— Exercise prompt —
Reproduce verbatim the part of the listing that opens with the line containing "on the rock" and closes with the line containing "Query: rock in water", including both of those lines.

— Records for the task —
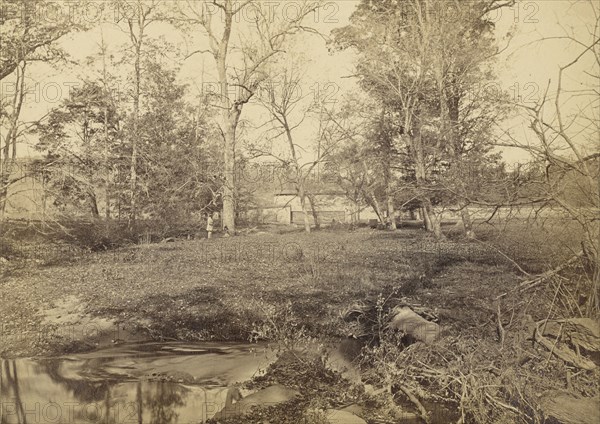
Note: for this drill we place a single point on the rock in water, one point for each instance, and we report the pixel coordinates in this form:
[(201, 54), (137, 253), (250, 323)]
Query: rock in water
---
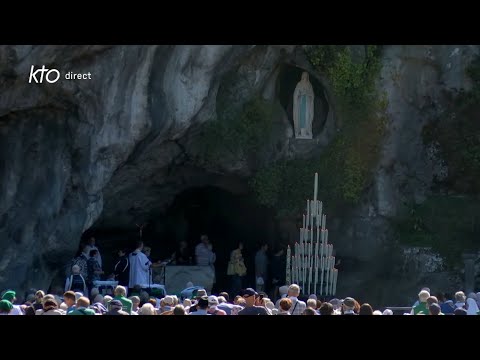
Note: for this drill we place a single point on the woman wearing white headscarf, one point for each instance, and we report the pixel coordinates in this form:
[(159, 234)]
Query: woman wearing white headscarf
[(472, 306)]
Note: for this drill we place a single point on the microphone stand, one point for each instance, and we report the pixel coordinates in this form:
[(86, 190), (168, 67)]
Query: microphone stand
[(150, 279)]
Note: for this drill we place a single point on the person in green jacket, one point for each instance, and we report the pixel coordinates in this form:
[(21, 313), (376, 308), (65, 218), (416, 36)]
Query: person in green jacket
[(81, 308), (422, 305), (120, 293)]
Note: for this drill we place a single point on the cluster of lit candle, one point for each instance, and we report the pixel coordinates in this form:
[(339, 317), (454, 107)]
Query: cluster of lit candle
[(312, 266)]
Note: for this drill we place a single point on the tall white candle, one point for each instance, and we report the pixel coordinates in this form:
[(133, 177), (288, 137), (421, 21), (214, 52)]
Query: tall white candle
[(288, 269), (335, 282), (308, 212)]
--
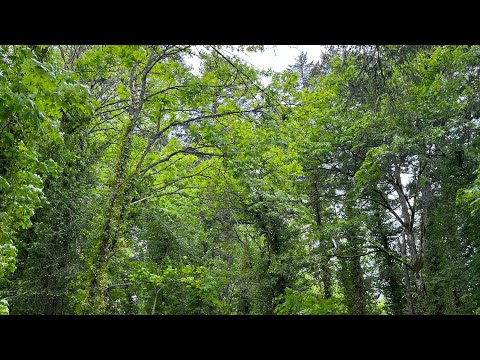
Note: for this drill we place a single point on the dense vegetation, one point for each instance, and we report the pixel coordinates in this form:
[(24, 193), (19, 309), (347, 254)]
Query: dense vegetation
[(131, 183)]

— Exercise result —
Note: for this drill we place a single point on the rock in water, one point for each instance, and we report the pixel coordinates in this form:
[(201, 54), (137, 253), (250, 323)]
Query: rock in water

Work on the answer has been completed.